Instead of arguing with management, I just did what needed to be done, and left it at that. I didn't worry about it. If I foresaw a need, I found a solution. If management didn't buy it, I didn't care about it.
When Bad Things Happened (TM), my response was more along the lines, "So you're finally going to buy that server we need? ... No? ... Well, if you're not worried about it, neither am I..."
Typically, if you offer a solution, and they don't accept it, you can always accuse management of not caring about the situation when push comes to shove. Staff time is almost always more expensive than hardware, something you might want to point out to the bean counters.
(Me to boss) Wait, let me get this straight: You're going to use $1000 worth of my time to avoid buying a $50 UPS? Does the CEO know you waste so much of the company's money?
"I work in IT, and my boss just told me I can't play WoW at my job!" Sure, a lot of people abuse IT guys, but IT guys can also be some of the most obnoxious douchebags in the world. I've had IT guys refuse to give me the WEP Key to my school server because they were literally playing Warcraft. I'm sure IT guys get a lot of shit, but a lot of times there are just really douchey, obnoxious IT guys.
I gotta tell you, I laughed for 15 minutes straight after reading this. Thank you.
'The tyrant will always find pretext for his tyranny.' - Aesop's Fables
The issue in IT, at least from my experience, is not about missing deadlines or other planning, it's about work that springs up suddenly or constantly. These tend to be because of many factors:
a) Budget: A lot of small or mid-sized companies can't afford a huge amount of redundancy. If a server goes down, there's not a drop-in replacement for it. If you're smart there are backups, but one still has to get them up and running.
b) Time=Money: a little different from (a) Time is money. In environments that require near 24/7 uptime, downtime means money lost, which means that you're required to get things up and running ASAP, whether it's 3:00pm or 3:00am. Often again going with small-mid businesses, you may be able to afford all the expensive resources to keep things up (this includes redundant staff)
c) Other People: Plan all you want, but when your development team's latest project breaks a server at 1:00am, or marketing needs a last minute push, or a million other things... and you're the only one who can update or fix a live server... you're going to get a call.
It's funny though, because my previous job in a union shop with strict hours was irritating in the opposite way. I wasn't even *allowed* to work overtime except with large amounts of paperwork, so that means cramming what you would normally do "after hours" in a rather open schedule in a small and very stressful "window"
I set that shit up so it does fall over. then I go home and tap my wife in the pooper. We call it, probing the network.
I work for the biggest IT company of my country developing software to control most of our power grid. We won the project by promising absurd release dates, which is is our only concern during development. We work 12 hours per day. No testing or documentation whatsoever. More than half of the development team has 1 year of experience. We do so many extra hours that frankly, we stopped caring long ago.
Had we done things well from the start, we would be delivering quality in the same amount of time. But the pressure is so big that we started producing trash from the first moment.

Task 1
Copy the listing word for word, starting at its first line and stopping after the line that contains "[[4, 133], [38, 114]]".
Task 2
Extend the discussion of IT work, picking up after its final sentence.
The discussion of IT work and the listing come from unrelated sources.

Data provided

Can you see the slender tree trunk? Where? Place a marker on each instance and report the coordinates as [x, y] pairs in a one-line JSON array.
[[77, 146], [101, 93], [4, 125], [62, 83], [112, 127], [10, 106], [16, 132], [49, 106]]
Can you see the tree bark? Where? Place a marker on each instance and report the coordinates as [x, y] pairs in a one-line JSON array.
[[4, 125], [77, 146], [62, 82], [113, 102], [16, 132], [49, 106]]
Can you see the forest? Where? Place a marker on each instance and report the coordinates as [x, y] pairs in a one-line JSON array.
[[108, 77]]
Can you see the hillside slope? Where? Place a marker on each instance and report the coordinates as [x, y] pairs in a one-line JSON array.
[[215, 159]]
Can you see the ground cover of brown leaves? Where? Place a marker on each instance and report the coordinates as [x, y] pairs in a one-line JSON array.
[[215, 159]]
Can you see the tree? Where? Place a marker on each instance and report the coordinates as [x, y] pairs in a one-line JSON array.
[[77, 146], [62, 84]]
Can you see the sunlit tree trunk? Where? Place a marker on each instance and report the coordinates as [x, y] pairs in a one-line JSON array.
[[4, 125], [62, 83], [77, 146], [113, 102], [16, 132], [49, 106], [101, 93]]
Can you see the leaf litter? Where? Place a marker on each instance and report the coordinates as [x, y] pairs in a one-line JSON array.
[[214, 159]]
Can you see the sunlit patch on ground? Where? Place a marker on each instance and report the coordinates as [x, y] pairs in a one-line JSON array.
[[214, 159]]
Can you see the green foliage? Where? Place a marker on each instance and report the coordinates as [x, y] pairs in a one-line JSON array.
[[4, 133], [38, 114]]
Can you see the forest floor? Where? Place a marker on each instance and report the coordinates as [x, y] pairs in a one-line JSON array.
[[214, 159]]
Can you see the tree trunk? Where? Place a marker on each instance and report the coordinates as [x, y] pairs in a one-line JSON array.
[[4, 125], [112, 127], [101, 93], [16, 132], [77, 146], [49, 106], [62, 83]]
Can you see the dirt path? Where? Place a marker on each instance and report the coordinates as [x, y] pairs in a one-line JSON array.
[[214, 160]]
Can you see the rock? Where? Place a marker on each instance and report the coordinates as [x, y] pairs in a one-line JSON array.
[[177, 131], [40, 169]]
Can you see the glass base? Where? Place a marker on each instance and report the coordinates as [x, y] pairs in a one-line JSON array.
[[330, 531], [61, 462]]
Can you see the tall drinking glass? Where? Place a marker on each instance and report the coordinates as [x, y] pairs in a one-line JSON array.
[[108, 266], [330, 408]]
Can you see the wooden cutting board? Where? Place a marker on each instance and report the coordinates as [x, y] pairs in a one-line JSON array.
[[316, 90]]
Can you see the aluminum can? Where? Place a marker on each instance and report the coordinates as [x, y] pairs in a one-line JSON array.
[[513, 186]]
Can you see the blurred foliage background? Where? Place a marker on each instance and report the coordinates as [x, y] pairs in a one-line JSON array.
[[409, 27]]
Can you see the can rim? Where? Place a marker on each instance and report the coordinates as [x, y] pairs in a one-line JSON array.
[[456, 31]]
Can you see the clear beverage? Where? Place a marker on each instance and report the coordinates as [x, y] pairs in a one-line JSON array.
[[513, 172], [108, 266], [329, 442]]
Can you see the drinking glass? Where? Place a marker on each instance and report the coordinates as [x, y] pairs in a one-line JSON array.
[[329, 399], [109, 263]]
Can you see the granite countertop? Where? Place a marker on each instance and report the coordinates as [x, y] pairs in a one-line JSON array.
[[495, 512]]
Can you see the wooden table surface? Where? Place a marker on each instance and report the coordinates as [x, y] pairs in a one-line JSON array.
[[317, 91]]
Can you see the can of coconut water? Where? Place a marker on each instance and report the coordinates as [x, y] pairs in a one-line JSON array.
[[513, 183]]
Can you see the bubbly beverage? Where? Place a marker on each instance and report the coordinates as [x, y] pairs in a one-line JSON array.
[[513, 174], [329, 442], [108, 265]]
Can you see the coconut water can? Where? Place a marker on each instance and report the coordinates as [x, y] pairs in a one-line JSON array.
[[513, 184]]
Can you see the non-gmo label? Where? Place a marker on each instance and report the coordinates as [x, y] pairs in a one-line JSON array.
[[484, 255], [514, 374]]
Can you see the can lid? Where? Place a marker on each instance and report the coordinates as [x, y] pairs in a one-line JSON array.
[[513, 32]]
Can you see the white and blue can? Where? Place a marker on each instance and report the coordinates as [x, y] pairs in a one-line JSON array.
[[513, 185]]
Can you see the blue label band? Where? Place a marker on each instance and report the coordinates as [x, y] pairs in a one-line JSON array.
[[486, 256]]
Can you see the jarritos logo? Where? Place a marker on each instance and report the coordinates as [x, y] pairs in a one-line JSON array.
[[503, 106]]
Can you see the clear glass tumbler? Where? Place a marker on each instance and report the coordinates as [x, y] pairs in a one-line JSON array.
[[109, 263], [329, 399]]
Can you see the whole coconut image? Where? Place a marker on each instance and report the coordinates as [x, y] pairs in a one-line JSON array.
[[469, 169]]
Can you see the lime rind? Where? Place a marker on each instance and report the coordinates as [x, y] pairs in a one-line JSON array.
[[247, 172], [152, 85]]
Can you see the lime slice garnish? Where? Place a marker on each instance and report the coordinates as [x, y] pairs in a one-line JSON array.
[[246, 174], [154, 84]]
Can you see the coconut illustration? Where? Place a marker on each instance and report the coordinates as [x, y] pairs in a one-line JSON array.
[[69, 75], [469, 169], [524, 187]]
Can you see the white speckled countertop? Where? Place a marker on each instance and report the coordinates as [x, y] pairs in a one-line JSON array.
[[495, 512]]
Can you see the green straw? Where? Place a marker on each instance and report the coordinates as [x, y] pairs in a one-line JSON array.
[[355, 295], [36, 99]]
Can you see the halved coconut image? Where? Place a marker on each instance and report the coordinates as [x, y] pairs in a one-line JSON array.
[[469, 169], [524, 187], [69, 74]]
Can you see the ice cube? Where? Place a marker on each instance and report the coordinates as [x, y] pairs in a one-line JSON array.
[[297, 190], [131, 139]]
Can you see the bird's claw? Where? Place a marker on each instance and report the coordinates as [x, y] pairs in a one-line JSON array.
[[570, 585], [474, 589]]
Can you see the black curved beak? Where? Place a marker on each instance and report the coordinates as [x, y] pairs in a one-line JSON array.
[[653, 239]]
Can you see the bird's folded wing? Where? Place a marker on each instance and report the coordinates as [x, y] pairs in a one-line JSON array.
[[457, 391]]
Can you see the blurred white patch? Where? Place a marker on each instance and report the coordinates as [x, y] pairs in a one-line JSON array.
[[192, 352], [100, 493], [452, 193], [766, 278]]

Task answer 1
Can you see the slender tree trunk? Where? Place a marker on each instance and report the coordinates as [x, y] pairs in a one-line JSON array.
[[77, 146], [101, 93], [4, 125], [62, 83], [112, 127], [10, 106], [16, 132], [49, 106]]
Can you see the tree bark? Where? Place a marker on each instance and report the coordinates as [x, y] pairs in a one-line JSON array.
[[4, 125], [77, 146], [62, 82], [113, 102], [16, 132], [49, 106]]
Can you see the forest? Where? Place a marker on each instance and report the coordinates as [x, y] pairs in a one-line JSON array.
[[108, 77]]
Can you see the hillside slope? Where? Place a marker on each instance and report the coordinates as [x, y] pairs in a one-line JSON array.
[[215, 159]]
Can you see the ground cover of brown leaves? Where? Place a marker on each instance and report the coordinates as [x, y] pairs in a one-line JSON array.
[[215, 159]]
Can you see the tree? Where? Place a marker on each instance and report the coordinates as [x, y] pairs in a one-line JSON array.
[[77, 146], [62, 84]]
Can you see the sunlit tree trunk? Where? Place a marker on each instance and report the coordinates as [x, y] pairs in a one-line JSON array.
[[4, 125], [62, 83], [77, 146], [113, 102], [16, 132], [49, 106], [101, 93]]
Can you see the leaf litter? Where? Place a marker on each instance and report the coordinates as [x, y] pairs in a one-line JSON array.
[[214, 159]]
Can you see the sunlit patch on ground? Where? Place a marker on each instance and report the coordinates as [x, y] pairs in a one-line JSON array.
[[214, 159]]
Can you see the green foliage? Where? Place a marker on each instance and report the coordinates as [x, y] pairs in a one-line JSON array.
[[4, 133], [38, 114]]

Task answer 2
Our client's ignorance of software development is beyond words. First I used to think "it can't be, i missunderstood something", but no, the client is that stupid. Also he pays a nonsensical huge amount of money for this project.
And as long as he swallows what we produce, we will keep delivering utter crap. Because the smallest the developing time, the more money we get. Who cares if people burns out? we are already hiring from other countries where they get a fraction of our salary. And Im not sure quality can get any lower anyway.
... don't rely on Dell for your SAN infrastructure. You have been warned.
Ok, ok, at least we CAN work from home right? Wouldn't you love to with these conditions? Nooo, this isn't just for some data entry jocky, the whole of IT.
Real email from today:
The following is an excerpt from IT Operations Policy that will go into effect next week if you work from home. Please assure you comply.
Work from Home
Participation in the Work-From-Home program is a privilege and not a right of employment.
IT Operations personnel working from home must meet the following requirements.
1. IT Operations personnel must track their activities through the day from a high-level view through their Outlook Calendar. A screenshot of this view will be submitted to their supervisor at the end of the day.
2. Cisco Soft-Phone is a required tool and is to be setup where the employee will answer the assigned phone number during work hours.
3. Microsoft Communicator is a required tool and will be set to "Available" while sitting at the workstation. The calendar link will be turned off by un-checking the "Update my presence based on my Outlook calendar information" box (shown below)
screenshot
This allows the Office Communicator to track presence at the keyboard with a green dot showing instead of showing in meetings, etc.
4. Personnel working from home are expected to be at their workstation for 8 hours during the working day. Absences of more than 15 minutes require an email to be sent to their working group and their supervisor advising of the departure, the purpose of the departure, and the expected return time. This is not for approval, but just a notification so others may know what to expect.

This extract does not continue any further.